Exercise requirements: Your task is to copy the material exactly.

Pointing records
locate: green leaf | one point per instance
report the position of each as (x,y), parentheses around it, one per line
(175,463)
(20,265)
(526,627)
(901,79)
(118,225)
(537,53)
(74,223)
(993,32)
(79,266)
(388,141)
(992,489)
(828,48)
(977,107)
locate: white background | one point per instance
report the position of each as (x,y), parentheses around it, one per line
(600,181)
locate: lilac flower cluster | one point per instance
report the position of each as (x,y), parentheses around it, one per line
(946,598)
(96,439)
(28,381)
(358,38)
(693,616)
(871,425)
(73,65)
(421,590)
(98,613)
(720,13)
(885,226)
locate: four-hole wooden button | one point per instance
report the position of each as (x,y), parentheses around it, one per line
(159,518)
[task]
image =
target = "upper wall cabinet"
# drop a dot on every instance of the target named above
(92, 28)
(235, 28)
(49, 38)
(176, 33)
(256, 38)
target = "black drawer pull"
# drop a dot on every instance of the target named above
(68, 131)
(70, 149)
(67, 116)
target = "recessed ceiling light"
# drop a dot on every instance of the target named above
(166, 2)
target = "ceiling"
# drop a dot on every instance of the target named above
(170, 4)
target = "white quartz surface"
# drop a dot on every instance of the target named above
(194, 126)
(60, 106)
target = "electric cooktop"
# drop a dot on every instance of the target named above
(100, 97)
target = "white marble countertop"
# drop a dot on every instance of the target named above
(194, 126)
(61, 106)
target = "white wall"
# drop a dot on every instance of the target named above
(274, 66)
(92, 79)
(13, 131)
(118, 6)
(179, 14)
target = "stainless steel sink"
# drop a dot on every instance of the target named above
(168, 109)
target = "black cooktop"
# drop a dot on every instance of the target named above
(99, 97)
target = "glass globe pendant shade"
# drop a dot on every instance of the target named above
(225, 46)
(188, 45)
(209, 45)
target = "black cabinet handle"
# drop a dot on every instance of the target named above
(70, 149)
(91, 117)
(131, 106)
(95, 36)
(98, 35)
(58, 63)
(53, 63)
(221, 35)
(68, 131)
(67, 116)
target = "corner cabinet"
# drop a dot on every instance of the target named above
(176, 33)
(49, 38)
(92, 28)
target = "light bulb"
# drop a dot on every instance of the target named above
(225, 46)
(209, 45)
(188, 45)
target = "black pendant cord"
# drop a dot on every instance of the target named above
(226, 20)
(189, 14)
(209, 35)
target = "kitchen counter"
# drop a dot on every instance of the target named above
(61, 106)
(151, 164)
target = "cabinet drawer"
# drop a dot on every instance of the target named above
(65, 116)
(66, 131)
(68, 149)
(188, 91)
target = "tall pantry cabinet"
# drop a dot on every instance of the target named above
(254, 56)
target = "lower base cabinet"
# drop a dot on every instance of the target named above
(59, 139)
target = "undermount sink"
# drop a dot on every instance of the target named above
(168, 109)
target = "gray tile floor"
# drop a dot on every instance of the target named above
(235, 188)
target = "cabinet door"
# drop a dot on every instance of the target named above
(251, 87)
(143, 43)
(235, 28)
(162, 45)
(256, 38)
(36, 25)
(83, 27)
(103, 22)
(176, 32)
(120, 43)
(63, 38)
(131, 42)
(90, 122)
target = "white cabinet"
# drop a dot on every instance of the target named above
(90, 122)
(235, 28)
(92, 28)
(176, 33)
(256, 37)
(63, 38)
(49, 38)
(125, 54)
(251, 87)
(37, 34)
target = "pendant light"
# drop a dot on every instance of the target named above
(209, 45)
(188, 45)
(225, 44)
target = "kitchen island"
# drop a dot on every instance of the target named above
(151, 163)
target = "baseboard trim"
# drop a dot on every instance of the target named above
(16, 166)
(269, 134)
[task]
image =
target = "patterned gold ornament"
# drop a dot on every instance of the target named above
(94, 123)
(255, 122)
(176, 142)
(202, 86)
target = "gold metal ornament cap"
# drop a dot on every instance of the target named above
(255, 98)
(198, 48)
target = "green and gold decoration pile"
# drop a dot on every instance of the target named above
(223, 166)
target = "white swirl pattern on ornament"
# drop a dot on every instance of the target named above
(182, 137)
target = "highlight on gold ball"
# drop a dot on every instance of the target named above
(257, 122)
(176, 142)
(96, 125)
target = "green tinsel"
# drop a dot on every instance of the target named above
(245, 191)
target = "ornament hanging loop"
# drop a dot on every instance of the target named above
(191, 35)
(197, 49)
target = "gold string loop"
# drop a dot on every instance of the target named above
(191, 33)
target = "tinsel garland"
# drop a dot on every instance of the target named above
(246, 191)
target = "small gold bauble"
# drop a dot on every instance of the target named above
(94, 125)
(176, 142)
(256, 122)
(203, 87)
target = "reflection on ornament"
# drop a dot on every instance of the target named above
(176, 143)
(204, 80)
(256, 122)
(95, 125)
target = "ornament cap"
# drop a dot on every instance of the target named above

Full output:
locate: green leaf | one point per instance
report the position of each as (x,y), parentheses around it, one per line
(175,463)
(20,265)
(526,627)
(901,79)
(118,225)
(537,53)
(74,223)
(993,32)
(79,266)
(388,141)
(992,489)
(828,48)
(977,107)
locate: white background | one point per instance
report the position of each as (x,y), parentheses around it, one per line
(600,181)
locate: lilac flower cluster | one point per instance
report the position of each as (x,y), parentheses around it, one per line
(946,598)
(96,439)
(28,381)
(358,38)
(693,616)
(871,425)
(73,65)
(421,590)
(98,613)
(720,13)
(885,226)
locate: four-hole wooden button | one point per instance
report the position of each as (x,y), parentheses around it, one per line
(159,518)
[task]
image =
target = "upper wall cabinet"
# drop a dot on every instance of the target named above
(92, 28)
(235, 28)
(49, 38)
(176, 33)
(256, 38)
target = "black drawer pull"
# drop a dot on every instance of the target named above
(68, 131)
(70, 149)
(67, 116)
target = "recessed ceiling light"
# drop a dot on every instance of the target named above
(166, 2)
target = "ceiling"
# drop a dot on every instance of the target named above
(170, 4)
target = "white quartz surface"
# drop a dot on every instance of the target named above
(194, 126)
(60, 106)
target = "electric cooktop"
# drop a dot on every instance of the target named above
(100, 97)
target = "white marble countertop"
# drop a dot on every instance of the target named above
(194, 126)
(61, 106)
target = "white wall"
# drop a dot on every instance of the target named above
(274, 66)
(92, 79)
(13, 131)
(118, 6)
(179, 14)
target = "stainless steel sink"
# drop a dot on every instance of the target named above
(168, 109)
target = "black cooktop"
# drop a dot on every instance of the target named above
(99, 97)
target = "glass globe pendant shade"
# drop a dot on every instance of the target named above
(225, 46)
(188, 45)
(209, 45)
target = "black cabinet handle"
# drop a dot on every instance of the target named above
(70, 149)
(91, 117)
(131, 106)
(95, 36)
(98, 35)
(58, 63)
(53, 63)
(221, 35)
(68, 131)
(67, 116)
target = "corner cabinet"
# drop a dot on every instance of the target named above
(176, 33)
(49, 38)
(92, 28)
target = "light bulb"
# drop a dot on every instance of the target named above
(225, 46)
(209, 45)
(188, 45)
target = "black pendant cord"
# drop a dot on every instance of the target named above
(226, 20)
(189, 14)
(209, 35)
target = "kitchen counter"
# drop a dot on every instance of the target named above
(61, 106)
(151, 164)
target = "cabinet drawer"
# drop a dot on every instance of the target named above
(65, 116)
(66, 131)
(68, 149)
(188, 91)
target = "tall pantry cabinet"
# drop a dot on every instance of the target named above
(254, 56)
target = "lower base cabinet"
# drop a dot on every instance of the target named above
(59, 139)
target = "undermount sink"
# drop a dot on every instance of the target named above
(168, 109)
target = "gray tile floor"
# drop a dot on every instance of the target named above
(235, 188)
target = "cabinet door"
# drop a dot on every instance of the target named above
(251, 87)
(143, 43)
(235, 28)
(162, 45)
(256, 38)
(36, 25)
(83, 27)
(103, 22)
(176, 32)
(120, 43)
(63, 38)
(131, 42)
(90, 122)
target = "white cabinet"
# drop a dot on every instance of the target named above
(90, 122)
(235, 28)
(92, 28)
(176, 33)
(256, 37)
(63, 38)
(49, 38)
(125, 54)
(251, 87)
(37, 34)
target = "pendant light"
# drop a dot on every instance of the target named above
(209, 45)
(188, 45)
(225, 44)
target = "kitchen island"
# drop a dot on every instance of the target named above
(151, 163)
target = "baseboard trim"
# drop a dot on every instance of the target named above
(16, 166)
(269, 134)
[task]
image =
target = "patterned gold ornament"
# drop a dot on every instance of the target named above
(94, 123)
(255, 122)
(176, 142)
(202, 86)
target = "gold metal ornament cap"
# drop a dot on every instance of the target named above
(255, 98)
(198, 48)
target = "green and gold decoration pile"
# drop a dot on every instance of the target named above
(223, 166)
target = "white swirl pattern on ornament"
# drop a dot on every instance of the target named above
(182, 137)
target = "highlight on gold ball"
# drop a dot on every instance of the target named above
(257, 122)
(176, 142)
(96, 125)
target = "green tinsel"
# drop a dot on every instance of the target named above
(245, 191)
target = "ornament hanging loop"
# drop a dot on every instance of the target named above
(191, 35)
(197, 49)
target = "gold string loop"
# drop a dot on every instance of the target named above
(191, 33)
target = "tinsel garland"
# drop a dot on every instance of the target named above
(246, 191)
target = "small gold bauble"
# drop a dot on every instance of the target named above
(94, 125)
(176, 142)
(256, 122)
(203, 87)
target = "reflection on ornament"
# drop a dot on every instance of the target named above
(176, 143)
(204, 80)
(256, 122)
(95, 125)
target = "ornament cap"
# drop a dot on every instance of the target named above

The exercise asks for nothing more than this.